WHAT THIS TASK INVOLVES: Each entry that follows needs to be written out exactly, with nothing left out.

DATA EXTRACTS:
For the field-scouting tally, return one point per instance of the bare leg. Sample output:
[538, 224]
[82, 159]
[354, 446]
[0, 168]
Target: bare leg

SOLUTION FOR THIS PROBLEM:
For the field-scouting tally, return one point per instance of the bare leg. Sample output:
[538, 224]
[82, 159]
[354, 446]
[0, 168]
Target: bare leg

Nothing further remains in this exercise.